(Point annotation records)
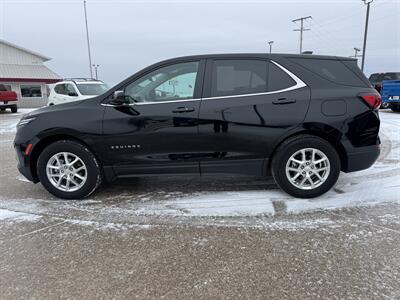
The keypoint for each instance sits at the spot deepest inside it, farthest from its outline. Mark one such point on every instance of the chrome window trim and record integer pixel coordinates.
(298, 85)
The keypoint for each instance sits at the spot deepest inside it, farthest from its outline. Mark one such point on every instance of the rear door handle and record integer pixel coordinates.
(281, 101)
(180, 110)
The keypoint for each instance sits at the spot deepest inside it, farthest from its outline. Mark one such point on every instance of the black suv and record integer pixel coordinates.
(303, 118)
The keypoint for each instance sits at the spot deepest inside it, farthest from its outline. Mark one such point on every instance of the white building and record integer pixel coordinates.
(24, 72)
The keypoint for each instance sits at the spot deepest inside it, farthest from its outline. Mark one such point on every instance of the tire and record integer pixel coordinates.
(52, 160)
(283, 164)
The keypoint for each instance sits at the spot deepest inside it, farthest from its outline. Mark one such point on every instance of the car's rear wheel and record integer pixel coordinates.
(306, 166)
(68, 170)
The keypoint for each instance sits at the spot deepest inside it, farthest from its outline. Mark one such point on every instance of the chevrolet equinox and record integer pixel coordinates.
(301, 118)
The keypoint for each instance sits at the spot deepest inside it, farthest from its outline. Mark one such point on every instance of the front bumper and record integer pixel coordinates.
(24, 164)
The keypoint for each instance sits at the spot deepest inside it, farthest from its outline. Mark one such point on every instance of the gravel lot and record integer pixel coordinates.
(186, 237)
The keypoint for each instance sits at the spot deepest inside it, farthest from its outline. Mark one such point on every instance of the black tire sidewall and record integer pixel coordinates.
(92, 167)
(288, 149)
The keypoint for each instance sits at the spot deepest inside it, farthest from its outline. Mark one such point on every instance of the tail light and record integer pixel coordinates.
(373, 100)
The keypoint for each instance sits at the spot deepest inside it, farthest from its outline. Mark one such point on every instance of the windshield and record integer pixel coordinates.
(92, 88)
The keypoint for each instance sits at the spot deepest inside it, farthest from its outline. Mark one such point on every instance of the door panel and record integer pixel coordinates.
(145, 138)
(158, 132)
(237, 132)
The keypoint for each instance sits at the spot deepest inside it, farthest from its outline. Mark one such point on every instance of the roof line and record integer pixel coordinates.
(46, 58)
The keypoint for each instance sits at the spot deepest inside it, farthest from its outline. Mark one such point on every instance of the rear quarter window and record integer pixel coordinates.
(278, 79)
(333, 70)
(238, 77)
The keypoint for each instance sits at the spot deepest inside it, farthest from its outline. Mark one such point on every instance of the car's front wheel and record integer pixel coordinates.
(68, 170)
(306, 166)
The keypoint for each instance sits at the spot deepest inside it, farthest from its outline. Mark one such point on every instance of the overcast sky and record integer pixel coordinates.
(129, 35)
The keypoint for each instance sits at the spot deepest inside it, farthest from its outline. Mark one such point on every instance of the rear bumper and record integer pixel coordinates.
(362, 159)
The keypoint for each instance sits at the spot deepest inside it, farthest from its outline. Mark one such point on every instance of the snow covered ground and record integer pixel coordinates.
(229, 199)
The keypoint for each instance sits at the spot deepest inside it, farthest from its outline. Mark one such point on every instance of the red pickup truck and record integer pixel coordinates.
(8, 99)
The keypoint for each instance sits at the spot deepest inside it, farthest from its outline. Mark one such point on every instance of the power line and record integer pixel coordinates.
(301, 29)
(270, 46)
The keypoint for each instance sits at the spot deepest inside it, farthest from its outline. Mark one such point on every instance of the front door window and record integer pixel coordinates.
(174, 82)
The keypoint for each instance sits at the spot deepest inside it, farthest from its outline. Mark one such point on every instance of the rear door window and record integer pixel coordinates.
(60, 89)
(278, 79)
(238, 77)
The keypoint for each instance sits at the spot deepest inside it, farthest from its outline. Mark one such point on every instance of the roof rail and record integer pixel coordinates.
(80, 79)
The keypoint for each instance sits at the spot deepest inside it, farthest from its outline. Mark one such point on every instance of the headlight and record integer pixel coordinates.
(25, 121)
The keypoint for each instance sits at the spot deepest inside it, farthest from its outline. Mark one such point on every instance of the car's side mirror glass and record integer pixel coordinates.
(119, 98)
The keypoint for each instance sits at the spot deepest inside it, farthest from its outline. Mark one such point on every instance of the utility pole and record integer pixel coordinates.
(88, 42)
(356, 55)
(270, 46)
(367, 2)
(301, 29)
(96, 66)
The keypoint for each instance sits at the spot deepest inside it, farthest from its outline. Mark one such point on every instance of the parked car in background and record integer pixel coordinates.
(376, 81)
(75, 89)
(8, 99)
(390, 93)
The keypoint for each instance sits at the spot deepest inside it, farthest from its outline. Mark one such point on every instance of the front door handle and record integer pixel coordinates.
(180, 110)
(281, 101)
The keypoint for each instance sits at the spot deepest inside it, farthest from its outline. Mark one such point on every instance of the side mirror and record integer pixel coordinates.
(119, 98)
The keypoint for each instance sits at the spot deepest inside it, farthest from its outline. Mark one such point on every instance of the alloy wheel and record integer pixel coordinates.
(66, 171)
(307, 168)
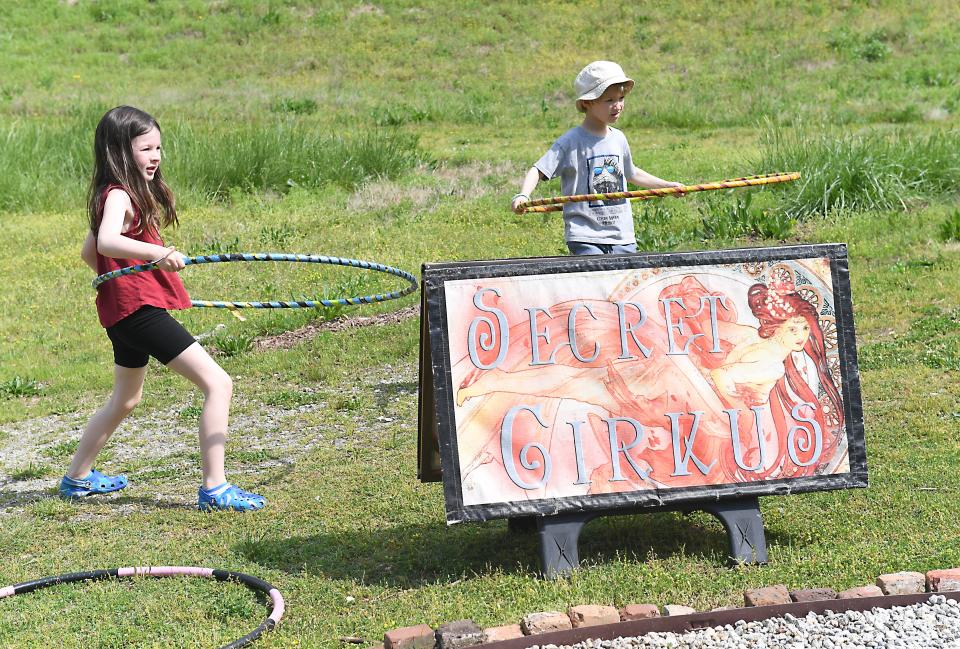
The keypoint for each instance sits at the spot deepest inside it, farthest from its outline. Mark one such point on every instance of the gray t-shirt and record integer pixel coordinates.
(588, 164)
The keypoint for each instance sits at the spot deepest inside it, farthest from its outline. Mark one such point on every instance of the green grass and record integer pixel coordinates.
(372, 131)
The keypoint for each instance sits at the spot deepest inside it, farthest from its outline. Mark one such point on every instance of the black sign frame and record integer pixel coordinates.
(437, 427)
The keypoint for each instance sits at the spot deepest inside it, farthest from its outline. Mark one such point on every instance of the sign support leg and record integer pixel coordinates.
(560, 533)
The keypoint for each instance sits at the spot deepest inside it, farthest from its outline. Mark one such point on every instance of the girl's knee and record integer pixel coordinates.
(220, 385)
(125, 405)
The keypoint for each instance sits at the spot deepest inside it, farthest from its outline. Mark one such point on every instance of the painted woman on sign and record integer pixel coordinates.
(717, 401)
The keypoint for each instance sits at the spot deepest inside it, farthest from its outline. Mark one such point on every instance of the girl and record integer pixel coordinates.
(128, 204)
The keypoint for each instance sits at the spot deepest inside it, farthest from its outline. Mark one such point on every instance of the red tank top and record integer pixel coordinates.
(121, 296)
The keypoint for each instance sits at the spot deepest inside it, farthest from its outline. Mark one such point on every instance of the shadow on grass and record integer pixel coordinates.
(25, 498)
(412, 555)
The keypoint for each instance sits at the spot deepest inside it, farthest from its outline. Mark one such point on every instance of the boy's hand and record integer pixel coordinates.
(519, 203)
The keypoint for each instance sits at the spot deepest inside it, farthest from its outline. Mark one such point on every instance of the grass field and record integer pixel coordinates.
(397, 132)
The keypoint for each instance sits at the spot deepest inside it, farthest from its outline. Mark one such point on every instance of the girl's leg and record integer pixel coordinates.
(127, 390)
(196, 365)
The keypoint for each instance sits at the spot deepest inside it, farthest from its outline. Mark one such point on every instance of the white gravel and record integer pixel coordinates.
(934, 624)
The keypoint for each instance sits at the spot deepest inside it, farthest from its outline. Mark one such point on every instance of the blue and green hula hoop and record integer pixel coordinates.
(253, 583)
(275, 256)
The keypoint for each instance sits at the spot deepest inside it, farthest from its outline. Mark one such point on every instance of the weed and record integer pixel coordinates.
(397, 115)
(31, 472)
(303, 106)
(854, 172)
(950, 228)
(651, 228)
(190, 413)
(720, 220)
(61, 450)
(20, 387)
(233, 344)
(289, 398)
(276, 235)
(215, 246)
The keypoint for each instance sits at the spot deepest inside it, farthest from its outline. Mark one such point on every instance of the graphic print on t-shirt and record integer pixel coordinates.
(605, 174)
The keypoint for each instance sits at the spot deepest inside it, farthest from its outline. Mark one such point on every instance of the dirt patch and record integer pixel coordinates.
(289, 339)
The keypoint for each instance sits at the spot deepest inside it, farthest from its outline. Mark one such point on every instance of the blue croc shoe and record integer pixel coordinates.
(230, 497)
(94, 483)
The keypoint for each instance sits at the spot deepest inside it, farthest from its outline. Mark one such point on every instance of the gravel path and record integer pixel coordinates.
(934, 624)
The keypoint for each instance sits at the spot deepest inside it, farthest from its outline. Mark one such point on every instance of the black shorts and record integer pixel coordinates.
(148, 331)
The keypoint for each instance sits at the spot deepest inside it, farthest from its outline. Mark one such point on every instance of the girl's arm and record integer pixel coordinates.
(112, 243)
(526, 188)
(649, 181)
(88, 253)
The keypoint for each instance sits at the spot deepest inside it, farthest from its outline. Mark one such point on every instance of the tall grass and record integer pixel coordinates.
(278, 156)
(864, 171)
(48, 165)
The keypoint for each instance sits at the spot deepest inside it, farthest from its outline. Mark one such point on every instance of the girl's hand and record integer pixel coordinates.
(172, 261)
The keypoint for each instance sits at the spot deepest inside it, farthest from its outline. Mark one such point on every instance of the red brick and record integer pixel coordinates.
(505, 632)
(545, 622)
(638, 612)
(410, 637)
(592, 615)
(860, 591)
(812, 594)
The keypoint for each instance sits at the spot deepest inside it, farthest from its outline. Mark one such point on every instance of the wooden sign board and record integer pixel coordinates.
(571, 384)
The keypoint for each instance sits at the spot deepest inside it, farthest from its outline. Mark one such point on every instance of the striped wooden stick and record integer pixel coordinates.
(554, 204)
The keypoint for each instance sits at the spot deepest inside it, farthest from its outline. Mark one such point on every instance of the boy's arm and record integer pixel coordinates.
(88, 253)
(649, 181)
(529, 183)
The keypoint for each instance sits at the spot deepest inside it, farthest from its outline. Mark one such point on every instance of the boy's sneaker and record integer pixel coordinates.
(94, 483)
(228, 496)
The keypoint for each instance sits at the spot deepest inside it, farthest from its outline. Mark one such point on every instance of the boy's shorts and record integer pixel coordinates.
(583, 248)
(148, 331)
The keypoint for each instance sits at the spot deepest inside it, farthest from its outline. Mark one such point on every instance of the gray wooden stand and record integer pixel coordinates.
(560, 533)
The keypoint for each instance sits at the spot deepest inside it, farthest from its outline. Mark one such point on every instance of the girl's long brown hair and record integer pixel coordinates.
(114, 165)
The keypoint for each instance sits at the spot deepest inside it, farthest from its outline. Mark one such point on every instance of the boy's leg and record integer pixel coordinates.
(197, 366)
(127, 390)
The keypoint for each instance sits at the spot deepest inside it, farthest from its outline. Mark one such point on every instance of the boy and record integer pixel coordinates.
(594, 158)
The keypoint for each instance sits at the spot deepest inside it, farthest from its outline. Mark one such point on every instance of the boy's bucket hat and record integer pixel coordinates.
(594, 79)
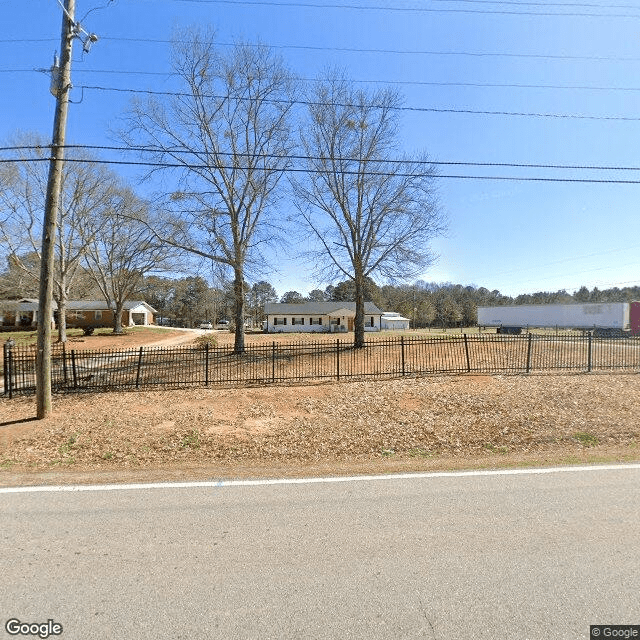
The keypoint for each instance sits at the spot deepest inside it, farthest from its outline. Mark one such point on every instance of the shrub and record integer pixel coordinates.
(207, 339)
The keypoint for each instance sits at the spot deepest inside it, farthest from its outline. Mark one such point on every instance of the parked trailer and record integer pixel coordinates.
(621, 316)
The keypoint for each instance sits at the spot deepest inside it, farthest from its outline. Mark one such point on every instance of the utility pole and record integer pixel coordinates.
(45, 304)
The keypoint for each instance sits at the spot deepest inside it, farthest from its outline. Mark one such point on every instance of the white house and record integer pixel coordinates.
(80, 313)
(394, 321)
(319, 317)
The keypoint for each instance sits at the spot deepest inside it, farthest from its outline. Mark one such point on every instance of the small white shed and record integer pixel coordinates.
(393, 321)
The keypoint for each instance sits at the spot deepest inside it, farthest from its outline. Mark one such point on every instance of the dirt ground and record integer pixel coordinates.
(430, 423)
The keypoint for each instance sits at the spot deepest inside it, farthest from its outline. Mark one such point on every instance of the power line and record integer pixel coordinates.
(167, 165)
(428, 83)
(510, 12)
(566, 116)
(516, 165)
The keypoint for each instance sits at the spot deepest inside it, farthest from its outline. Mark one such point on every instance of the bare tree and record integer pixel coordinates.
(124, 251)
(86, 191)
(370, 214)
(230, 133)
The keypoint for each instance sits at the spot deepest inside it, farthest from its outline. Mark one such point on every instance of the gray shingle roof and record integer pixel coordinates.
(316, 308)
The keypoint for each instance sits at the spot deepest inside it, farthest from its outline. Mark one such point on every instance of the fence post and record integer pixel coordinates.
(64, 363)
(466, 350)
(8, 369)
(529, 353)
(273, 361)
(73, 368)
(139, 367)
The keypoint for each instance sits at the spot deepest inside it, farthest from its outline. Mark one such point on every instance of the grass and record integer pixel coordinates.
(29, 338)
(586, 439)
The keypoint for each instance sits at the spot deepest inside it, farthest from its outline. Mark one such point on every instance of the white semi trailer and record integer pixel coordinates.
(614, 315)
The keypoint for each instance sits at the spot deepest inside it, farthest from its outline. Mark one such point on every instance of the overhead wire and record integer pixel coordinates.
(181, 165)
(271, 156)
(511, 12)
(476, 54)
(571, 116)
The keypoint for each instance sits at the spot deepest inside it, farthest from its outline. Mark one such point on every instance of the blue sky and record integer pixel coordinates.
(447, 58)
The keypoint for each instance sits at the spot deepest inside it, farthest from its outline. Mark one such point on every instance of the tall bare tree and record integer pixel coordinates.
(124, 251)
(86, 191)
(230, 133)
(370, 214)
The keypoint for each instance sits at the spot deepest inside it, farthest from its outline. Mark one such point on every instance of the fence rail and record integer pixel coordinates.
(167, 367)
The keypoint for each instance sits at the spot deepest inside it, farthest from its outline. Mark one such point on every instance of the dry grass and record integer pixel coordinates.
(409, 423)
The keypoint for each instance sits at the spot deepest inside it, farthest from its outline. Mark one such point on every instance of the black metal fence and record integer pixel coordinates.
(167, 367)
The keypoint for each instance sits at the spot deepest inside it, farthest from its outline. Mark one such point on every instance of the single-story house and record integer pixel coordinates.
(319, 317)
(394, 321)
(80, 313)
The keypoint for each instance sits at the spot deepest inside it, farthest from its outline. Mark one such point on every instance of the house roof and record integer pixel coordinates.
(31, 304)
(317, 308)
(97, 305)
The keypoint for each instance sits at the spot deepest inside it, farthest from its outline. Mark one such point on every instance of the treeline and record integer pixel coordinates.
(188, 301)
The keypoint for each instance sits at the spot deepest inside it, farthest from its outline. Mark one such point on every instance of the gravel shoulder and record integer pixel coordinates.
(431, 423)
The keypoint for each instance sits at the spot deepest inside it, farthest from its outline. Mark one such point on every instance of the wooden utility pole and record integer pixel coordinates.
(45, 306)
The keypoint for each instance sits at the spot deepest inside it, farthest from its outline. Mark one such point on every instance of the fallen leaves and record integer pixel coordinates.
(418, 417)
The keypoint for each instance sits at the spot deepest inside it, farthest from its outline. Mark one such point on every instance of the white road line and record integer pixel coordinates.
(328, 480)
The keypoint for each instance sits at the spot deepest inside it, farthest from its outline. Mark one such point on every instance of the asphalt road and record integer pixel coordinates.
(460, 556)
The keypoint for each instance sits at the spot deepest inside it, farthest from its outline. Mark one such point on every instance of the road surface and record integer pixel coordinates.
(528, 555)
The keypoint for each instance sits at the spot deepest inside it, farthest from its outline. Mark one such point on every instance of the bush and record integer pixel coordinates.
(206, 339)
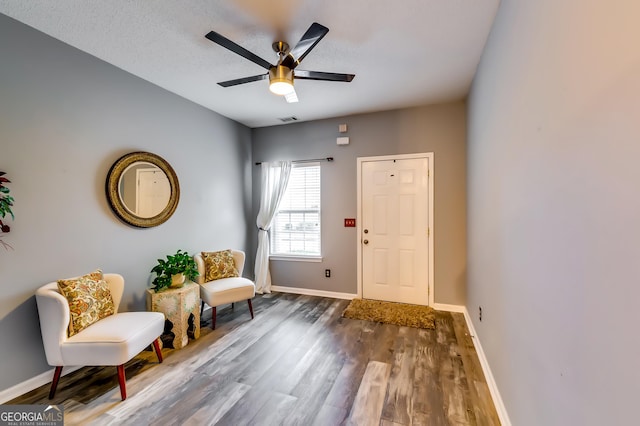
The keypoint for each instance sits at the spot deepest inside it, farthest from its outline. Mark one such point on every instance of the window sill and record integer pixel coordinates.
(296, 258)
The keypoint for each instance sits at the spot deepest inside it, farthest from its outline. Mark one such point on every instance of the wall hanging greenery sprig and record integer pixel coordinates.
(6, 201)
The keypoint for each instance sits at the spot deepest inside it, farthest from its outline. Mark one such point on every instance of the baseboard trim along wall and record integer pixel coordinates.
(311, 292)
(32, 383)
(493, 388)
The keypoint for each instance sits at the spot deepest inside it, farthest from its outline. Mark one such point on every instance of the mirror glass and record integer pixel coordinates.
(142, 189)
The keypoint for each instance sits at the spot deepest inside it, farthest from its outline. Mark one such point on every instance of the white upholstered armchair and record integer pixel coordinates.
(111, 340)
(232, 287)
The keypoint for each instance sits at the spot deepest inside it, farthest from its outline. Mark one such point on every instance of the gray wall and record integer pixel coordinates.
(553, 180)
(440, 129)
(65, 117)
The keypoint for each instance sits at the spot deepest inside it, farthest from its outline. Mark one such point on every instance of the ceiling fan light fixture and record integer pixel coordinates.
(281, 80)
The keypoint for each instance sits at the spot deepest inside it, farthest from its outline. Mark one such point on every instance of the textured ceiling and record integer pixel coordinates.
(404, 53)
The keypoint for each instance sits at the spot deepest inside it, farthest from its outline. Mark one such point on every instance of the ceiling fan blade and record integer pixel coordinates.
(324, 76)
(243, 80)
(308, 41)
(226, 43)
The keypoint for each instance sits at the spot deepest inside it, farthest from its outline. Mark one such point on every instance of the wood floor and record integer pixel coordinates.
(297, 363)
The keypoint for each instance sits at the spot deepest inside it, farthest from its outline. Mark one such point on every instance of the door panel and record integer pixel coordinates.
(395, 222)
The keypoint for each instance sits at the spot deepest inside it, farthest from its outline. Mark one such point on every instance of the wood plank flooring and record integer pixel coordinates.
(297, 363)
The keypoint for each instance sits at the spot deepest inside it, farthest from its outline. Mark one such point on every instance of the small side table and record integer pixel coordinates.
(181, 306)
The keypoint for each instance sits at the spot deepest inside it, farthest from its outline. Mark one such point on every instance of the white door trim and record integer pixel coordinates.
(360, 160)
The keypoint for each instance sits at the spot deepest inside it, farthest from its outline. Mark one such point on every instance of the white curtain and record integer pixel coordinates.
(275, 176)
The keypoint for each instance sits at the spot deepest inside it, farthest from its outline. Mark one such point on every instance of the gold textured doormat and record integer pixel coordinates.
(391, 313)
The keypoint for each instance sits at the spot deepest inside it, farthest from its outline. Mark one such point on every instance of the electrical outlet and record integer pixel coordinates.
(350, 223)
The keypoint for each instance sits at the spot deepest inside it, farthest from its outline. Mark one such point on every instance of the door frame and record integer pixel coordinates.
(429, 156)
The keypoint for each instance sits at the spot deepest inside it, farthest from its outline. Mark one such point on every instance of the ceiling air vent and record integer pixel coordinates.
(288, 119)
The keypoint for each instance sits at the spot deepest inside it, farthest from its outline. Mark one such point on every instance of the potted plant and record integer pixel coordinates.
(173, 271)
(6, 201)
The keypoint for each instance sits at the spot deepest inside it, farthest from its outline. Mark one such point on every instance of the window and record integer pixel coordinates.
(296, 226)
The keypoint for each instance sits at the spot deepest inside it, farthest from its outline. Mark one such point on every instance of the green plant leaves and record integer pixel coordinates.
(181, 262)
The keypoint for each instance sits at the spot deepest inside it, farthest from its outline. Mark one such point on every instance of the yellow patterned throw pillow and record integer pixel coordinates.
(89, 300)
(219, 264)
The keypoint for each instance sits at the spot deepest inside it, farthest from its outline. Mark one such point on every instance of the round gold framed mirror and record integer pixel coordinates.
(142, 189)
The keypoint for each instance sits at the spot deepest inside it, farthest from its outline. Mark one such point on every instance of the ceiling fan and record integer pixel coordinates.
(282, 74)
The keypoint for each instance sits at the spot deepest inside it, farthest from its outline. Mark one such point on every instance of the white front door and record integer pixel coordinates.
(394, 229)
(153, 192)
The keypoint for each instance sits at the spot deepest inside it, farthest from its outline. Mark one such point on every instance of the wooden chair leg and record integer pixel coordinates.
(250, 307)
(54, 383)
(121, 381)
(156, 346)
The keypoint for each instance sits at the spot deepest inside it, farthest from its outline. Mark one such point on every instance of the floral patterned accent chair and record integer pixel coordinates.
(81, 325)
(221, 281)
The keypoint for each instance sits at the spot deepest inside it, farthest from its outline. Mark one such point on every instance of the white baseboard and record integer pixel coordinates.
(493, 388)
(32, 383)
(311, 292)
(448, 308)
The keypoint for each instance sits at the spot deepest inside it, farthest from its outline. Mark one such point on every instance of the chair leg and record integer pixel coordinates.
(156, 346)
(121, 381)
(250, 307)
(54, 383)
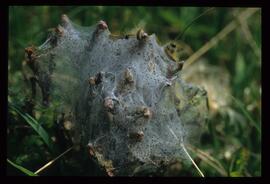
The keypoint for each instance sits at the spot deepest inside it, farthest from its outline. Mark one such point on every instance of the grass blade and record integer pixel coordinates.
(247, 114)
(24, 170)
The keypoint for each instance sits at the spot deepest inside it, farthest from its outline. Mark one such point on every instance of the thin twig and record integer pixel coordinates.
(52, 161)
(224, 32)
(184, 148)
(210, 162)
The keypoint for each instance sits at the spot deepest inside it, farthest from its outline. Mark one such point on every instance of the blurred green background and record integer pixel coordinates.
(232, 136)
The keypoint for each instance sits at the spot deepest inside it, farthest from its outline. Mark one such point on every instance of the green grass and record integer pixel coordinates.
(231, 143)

[Exercise goal] Extract exactly the lines between the line containing "grass blade and record integer pixel coordinates." and the end of the data, including both.

[Output below]
The keypoint for each instance sits at the spot deepest inside it, farthest from its outline. Mark one such point on every instance of the grass blade and record integer pixel coordinates.
(247, 114)
(24, 170)
The keypoint for each instance sits at the spot deepest inside it, farthest from its outline. Mark one such point on every instance of the thin twig and record integer pixel coordinates.
(52, 161)
(224, 32)
(184, 148)
(210, 162)
The keypoint for each instance sits at the spot deepest inside it, farthest from its outline. Mark one such point on every instance of the blurred green background and record integer pixel coordinates.
(232, 136)
The keypoint for each instance sits at the spot deepest inside it, farthest from its outline. Mark one such point on every instance of the green grass and record integer pixel coordinates.
(231, 143)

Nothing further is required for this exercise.